** Supplied information **
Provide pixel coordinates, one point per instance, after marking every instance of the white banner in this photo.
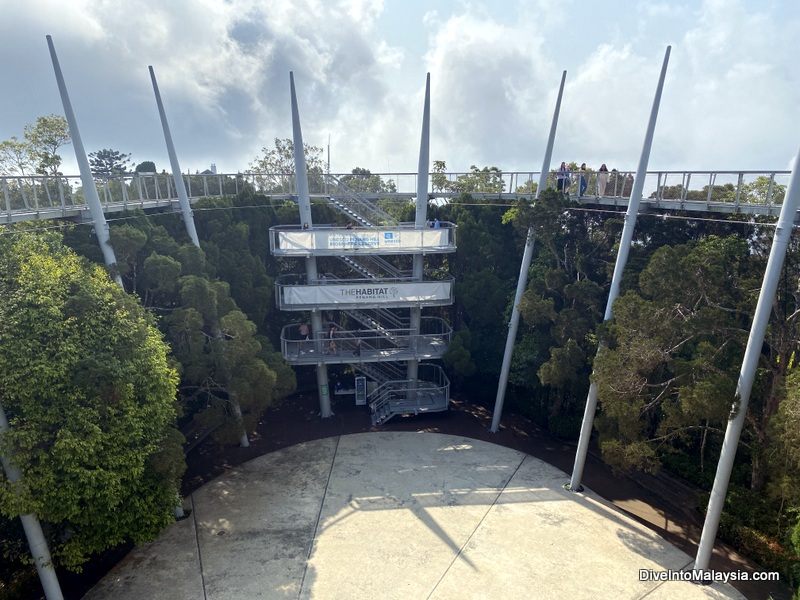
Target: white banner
(395, 293)
(354, 239)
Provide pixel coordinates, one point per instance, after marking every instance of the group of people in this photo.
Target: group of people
(564, 179)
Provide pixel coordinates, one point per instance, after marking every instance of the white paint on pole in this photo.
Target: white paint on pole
(177, 178)
(772, 275)
(420, 219)
(304, 205)
(87, 180)
(619, 267)
(33, 529)
(522, 282)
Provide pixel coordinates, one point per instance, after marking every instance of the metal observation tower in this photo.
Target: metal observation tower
(357, 302)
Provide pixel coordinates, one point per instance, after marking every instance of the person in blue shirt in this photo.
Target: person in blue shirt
(583, 184)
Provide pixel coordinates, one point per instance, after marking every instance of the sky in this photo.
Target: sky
(731, 98)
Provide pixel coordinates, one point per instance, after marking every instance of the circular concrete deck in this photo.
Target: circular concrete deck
(399, 515)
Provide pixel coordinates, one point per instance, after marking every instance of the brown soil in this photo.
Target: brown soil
(663, 504)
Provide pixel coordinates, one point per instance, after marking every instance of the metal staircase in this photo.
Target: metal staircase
(354, 206)
(377, 295)
(430, 393)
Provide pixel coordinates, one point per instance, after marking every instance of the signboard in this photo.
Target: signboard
(355, 239)
(367, 293)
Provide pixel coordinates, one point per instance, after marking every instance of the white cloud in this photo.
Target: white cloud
(730, 99)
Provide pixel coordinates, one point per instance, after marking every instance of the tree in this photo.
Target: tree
(90, 396)
(45, 137)
(15, 157)
(275, 167)
(108, 162)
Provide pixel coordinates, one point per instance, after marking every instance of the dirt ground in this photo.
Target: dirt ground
(664, 504)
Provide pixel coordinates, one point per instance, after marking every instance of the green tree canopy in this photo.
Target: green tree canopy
(108, 162)
(90, 396)
(45, 137)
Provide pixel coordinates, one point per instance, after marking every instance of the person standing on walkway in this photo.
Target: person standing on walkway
(331, 341)
(303, 337)
(602, 180)
(562, 179)
(582, 184)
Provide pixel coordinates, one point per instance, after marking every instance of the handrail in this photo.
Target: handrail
(354, 205)
(47, 197)
(435, 333)
(431, 379)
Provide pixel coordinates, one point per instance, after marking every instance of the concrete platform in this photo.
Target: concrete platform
(399, 515)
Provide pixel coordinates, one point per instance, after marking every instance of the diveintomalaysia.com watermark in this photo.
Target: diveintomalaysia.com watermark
(707, 576)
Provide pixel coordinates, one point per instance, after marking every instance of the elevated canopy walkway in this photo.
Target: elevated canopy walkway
(293, 240)
(294, 292)
(429, 393)
(364, 345)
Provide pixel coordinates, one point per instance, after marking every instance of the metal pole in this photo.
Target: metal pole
(772, 275)
(622, 258)
(89, 189)
(33, 529)
(177, 178)
(522, 282)
(304, 205)
(417, 266)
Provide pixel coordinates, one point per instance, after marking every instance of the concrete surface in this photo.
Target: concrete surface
(399, 515)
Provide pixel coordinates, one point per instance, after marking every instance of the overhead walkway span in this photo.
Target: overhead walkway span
(31, 198)
(369, 297)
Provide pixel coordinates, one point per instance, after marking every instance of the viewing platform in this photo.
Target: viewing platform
(293, 292)
(368, 345)
(429, 393)
(36, 197)
(292, 240)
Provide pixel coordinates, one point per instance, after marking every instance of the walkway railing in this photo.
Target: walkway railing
(44, 197)
(327, 240)
(368, 345)
(429, 393)
(295, 292)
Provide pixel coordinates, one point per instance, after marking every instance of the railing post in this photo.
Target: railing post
(768, 199)
(739, 186)
(711, 181)
(616, 279)
(8, 200)
(61, 194)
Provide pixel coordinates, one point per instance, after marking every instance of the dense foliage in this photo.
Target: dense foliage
(90, 398)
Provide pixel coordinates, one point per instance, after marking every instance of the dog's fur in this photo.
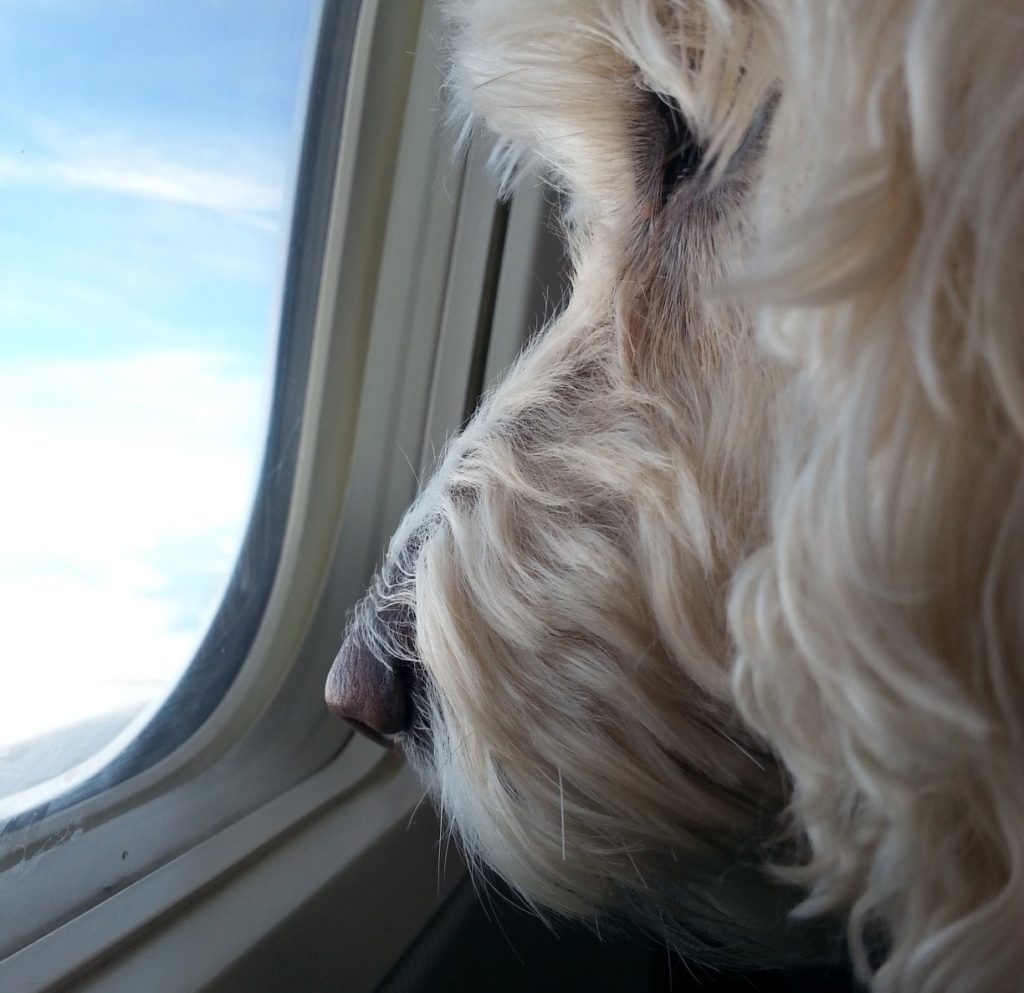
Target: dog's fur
(743, 529)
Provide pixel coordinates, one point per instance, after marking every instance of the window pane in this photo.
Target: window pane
(146, 150)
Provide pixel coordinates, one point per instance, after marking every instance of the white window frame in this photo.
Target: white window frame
(271, 812)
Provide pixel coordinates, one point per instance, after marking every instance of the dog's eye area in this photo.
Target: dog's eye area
(682, 153)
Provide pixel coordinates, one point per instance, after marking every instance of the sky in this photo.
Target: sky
(147, 153)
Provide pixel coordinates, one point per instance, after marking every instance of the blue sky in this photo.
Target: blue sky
(146, 155)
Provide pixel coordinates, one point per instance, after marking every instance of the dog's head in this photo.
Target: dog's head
(547, 637)
(655, 535)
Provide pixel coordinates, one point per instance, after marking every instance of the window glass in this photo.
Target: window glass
(146, 156)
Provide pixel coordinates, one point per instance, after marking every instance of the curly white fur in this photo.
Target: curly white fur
(758, 491)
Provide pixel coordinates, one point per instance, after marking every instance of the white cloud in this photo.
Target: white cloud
(228, 180)
(127, 486)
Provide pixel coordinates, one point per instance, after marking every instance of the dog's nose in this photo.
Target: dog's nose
(365, 692)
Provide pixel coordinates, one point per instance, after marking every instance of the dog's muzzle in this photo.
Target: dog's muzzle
(366, 693)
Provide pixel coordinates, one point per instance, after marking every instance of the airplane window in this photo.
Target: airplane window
(147, 159)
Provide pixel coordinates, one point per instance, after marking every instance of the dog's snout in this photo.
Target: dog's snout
(365, 692)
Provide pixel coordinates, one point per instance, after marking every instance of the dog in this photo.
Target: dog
(714, 613)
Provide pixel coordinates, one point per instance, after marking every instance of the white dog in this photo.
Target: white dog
(724, 585)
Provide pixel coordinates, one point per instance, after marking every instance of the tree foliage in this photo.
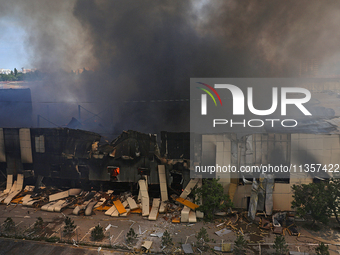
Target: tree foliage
(69, 225)
(240, 245)
(333, 198)
(213, 198)
(312, 200)
(280, 245)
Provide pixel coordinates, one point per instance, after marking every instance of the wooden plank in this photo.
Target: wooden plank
(145, 198)
(9, 183)
(25, 145)
(162, 207)
(111, 210)
(119, 206)
(189, 187)
(162, 183)
(132, 203)
(185, 214)
(154, 210)
(2, 146)
(59, 195)
(192, 217)
(187, 203)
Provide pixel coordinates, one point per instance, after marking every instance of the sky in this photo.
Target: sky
(12, 51)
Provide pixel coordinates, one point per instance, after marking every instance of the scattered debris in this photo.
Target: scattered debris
(223, 232)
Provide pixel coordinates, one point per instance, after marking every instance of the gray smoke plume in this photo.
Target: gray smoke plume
(143, 53)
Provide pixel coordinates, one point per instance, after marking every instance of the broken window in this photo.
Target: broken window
(40, 144)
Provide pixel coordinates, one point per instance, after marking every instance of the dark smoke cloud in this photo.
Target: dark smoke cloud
(146, 51)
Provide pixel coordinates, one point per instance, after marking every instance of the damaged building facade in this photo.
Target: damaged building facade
(290, 150)
(77, 155)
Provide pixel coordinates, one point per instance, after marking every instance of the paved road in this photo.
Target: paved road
(16, 247)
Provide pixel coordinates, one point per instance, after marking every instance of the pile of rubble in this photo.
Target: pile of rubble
(85, 202)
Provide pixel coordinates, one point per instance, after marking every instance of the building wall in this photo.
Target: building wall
(296, 149)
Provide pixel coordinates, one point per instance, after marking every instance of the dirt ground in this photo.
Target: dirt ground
(182, 233)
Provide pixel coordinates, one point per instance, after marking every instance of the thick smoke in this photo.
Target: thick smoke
(144, 53)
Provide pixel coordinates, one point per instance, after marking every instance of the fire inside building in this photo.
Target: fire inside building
(79, 158)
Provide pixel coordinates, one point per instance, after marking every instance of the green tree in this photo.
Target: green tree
(166, 239)
(9, 224)
(280, 245)
(97, 233)
(202, 238)
(69, 226)
(322, 249)
(213, 197)
(312, 200)
(240, 245)
(333, 202)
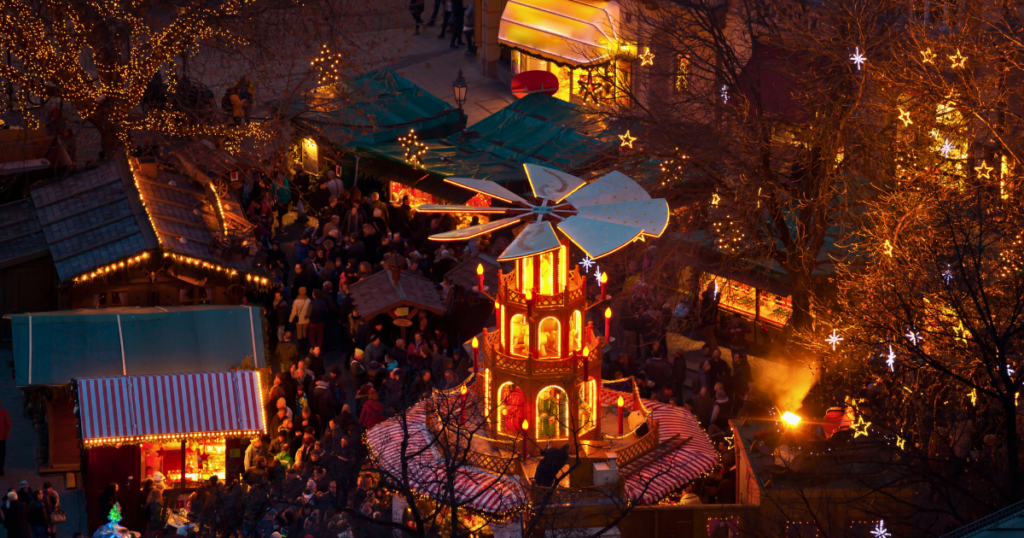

** Directive **
Write out all of the entries above word for word, and leave the pictures out of your copy.

** Result below **
Provide pixel coordinates, one point per instance, after marking every instance of the white banner in this photo.
Target: white banner
(395, 293)
(354, 239)
Provide pixel coordinates, one point per instance, after marking every instance of the group of people in this photo.
Target: group of people
(564, 179)
Provide pixel coordinates, one point per instance, after marking every instance of the white paint on pole in this photo.
Target: white paint on pole
(177, 178)
(772, 275)
(420, 219)
(304, 205)
(87, 180)
(619, 267)
(33, 529)
(522, 282)
Provide pixel coordinates, one point per instance, after marking every instance of the metal observation tower in this photo.
Target: metal observation tower
(357, 302)
Provide pixel coordinates, one point per instance, after marking every instance of the person in blue shirt in this photo.
Target: person in blue shirt
(583, 184)
Provide pixel coordinates, one point per instance, after marking every instance of the sky in this photo.
Target: sky
(731, 98)
Provide pixel coordinates, one point per instance, after marking every instance of the circular concrete deck in this photo.
Target: circular concrete deck
(399, 515)
Provide pixel coordinates, one point per instance, after marking every instance of the brown soil in this photo.
Target: brown soil
(663, 504)
Provide pixel coordinates, one point per instance, after marking every instance of the metal staircase in this photo.
Target: metal staircase
(354, 206)
(377, 295)
(430, 393)
Provide pixel coordinates, one point per instance, after marking every instance of the signboard in this photo.
Target: signboard
(355, 239)
(367, 293)
Provide pixel coordinates, one point per instance, after marking every instance of the white cloud in this photo.
Target: white cloud
(730, 99)
Provide pixel coordinates, one point per instance, after marking every instance of the tree in this photo.
Target: tree
(90, 396)
(45, 137)
(15, 157)
(275, 167)
(108, 162)
Provide pixel coordinates, one point per instance, after marking every instance of the dirt ground in this photo.
Target: dirt ground
(664, 504)
Provide pixel coordinates, one point per instance, after marking every instance of the green tree canopy in this photo.
Target: green tree canopy
(108, 162)
(90, 396)
(45, 137)
Provide pixel coordinates, one point per instance, after marking every instance of the person standing on walkway in this photo.
Target: person standing on walkway
(331, 341)
(303, 337)
(602, 180)
(562, 179)
(582, 184)
Provide pixel coordinates, one point per instance, after marking every instance of the handrail in this photo.
Target: handrail
(354, 205)
(47, 197)
(435, 333)
(431, 379)
Provide pixel coordinates, one point per instance, after marking every instance of the concrete platform in this photo.
Target: concrete platform
(399, 515)
Provide pixel coordinates, one point per instance, after marking every instance of the diveintomalaysia.com watermark in this photo.
Target: diveintomalaysia.com watermark
(707, 576)
Provide pixel coordinates, one point per instance, after marking every instance of the elevated canopy walkway in this photo.
Target: elevated canopy walkway
(293, 240)
(294, 292)
(429, 393)
(364, 345)
Provide pixel coordinates, one point per instance, after marking every instance of the metal pole in this photo.
Target: metal pole
(772, 275)
(622, 258)
(89, 189)
(33, 529)
(177, 178)
(522, 282)
(304, 205)
(417, 266)
Provide pixel coordinates, one point per instance, after marking every instance of the concrete surface in this photo.
Target: concrete surface
(399, 515)
Provide pixel coordinates, one point per instance, after marking every instance of the overhead walkway span in this photo.
Target: overhead walkway span
(31, 198)
(369, 297)
Provide pixel coordinates, one point per instance, after marking every instance of the viewing platform in this photo.
Target: viewing platform
(293, 292)
(368, 345)
(429, 393)
(36, 197)
(292, 240)
Provide pixel coordinates, one point per instance, after marking every instance of the walkway railing in this photo.
Target: walkway railing
(44, 197)
(327, 240)
(368, 345)
(429, 393)
(295, 292)
Provide pixel coordinates, one point per instance, after marking every instance of the railing post in this photo.
Target: railing post
(768, 199)
(739, 186)
(711, 181)
(616, 279)
(8, 200)
(61, 194)
Provide pixel coordinates, one point per instance, after marking every instance of the dense foliage in this photo.
Target: dense foliage
(90, 398)
Provide pixel coordinates, one point per instance, after marking every instance of the dog's fur in this photo.
Target: dog's fur
(743, 529)
Provide pixel coordinates, one point per instance, after marking every instance of the window pane in this photo.
Target: window pane
(146, 150)
Provide pixel coordinates, one point per instance, after marking every instance of the white window frame in this photo.
Target: white window frame
(271, 812)
Provide pixel coordinates, one point per instance, after marking every instance of the dog's eye area in this photo.
Target: dog's eye area
(682, 153)
Provide pixel coordinates, one point per instance, after marking every instance of the sky in this photo.
Target: sky
(147, 153)
Provide pixel coordinates, one point per instance, after marking every instance of the blue sky in this photo.
Target: blue sky
(146, 155)
Provide pixel coordinates, one point per instance, after marking every instance of the dog's head in this photo.
Target: dog's head
(547, 637)
(655, 535)
Provide pixel coordinates, one point per instance, after marking every instance of the window glass in this photo.
Target: window glass
(146, 156)
Provide pixel coordinates, one point per instance, after marking every instance of the curly white fur in this photo.
Target: curly white fur
(758, 491)
Provide pixel coordinates, one point per instance, after marking every instance of the white cloud in this photo.
Target: white cloud
(228, 180)
(127, 486)
Provide pixel coordinates, one point per instance, after marking every instance of the dog's nose in this photo.
Target: dog's nose
(365, 692)
Provide pixel coordinates, one point per instance, after marking every instance of the dog's muzzle in this photo.
Target: dog's muzzle
(366, 693)
Provide pixel coordinates, one point per instance, after marking every instance of the airplane window in this photo.
Target: airplane window
(147, 159)
Provide pixel coordinates, one point per instance, after marking every instance of the dog's snout in this photo.
Target: dog's snout
(365, 692)
Provide pixel coordinates, one point per instance, after marking every instance of the dog in this photo.
Target: dog
(714, 613)
Provide pixel coordinates, one point per instance, after marking every instance of the white dog in this photo.
Target: white dog
(724, 585)
Provide pixel coordinates, one point per instance, after marking every instance of the tree foliage in this photo.
Target: tree foliage
(69, 225)
(240, 245)
(333, 198)
(213, 198)
(312, 200)
(280, 245)
Provide pixel coordinates, one point per instance, after marking every instance of the wooden plank in this photo.
Target: wooden plank
(145, 198)
(9, 183)
(25, 145)
(162, 207)
(111, 210)
(119, 206)
(189, 187)
(162, 183)
(132, 203)
(185, 214)
(154, 210)
(2, 146)
(59, 195)
(192, 217)
(187, 203)
Provide pixel coordinates, one point per instance, after marking every instance of the sky in this photo.
Target: sky
(12, 51)
Provide pixel coordinates, one point per instance, after marking every instance of the scattered debris in this photo.
Target: scattered debris
(223, 232)
Provide pixel coordinates, one point per instance, after marking every instance of the gray smoke plume in this photo.
Target: gray smoke plume
(143, 53)
Provide pixel coordinates, one point per instance, after marking every instance of the broken window in this photo.
Target: broken window
(40, 144)
Provide pixel coordinates, one point per instance, after marking every instance of the dark smoke cloud in this photo.
Target: dark smoke cloud
(146, 51)
Provide pixel coordinates, one point per instance, after marking every instance of the damaged building facade in this photo.
Target: damaged building facade
(290, 150)
(77, 155)
Provide pixel coordinates, one point per instance, after marking every instance of the paved road in this photo.
Target: paved road
(16, 247)
Provide pixel coordinates, one point per instance, after marking every instance of the pile of rubble in this photo.
Target: pile of rubble
(85, 202)
Provide pixel coordinates, one point per instance, after marking every instance of the building wall in this photo.
Target: building wall
(296, 149)
Provide pixel coordinates, one point per instance, after marking every instance of the dirt ground in this photo.
Target: dirt ground
(182, 233)
Provide pixel coordinates, one point per instance, after marking every instance of the thick smoke in this photo.
Target: thick smoke
(144, 53)
Provide pixel coordinates, one point per instance, after marking every instance of the fire inside building in this photo.
Target: fire inside building
(79, 158)
Provide pixel coordinates, one point per instance, after marking every instance of the green tree in this photo.
Target: green tree
(166, 239)
(9, 224)
(280, 245)
(97, 233)
(202, 238)
(69, 226)
(322, 249)
(213, 197)
(312, 200)
(240, 245)
(333, 202)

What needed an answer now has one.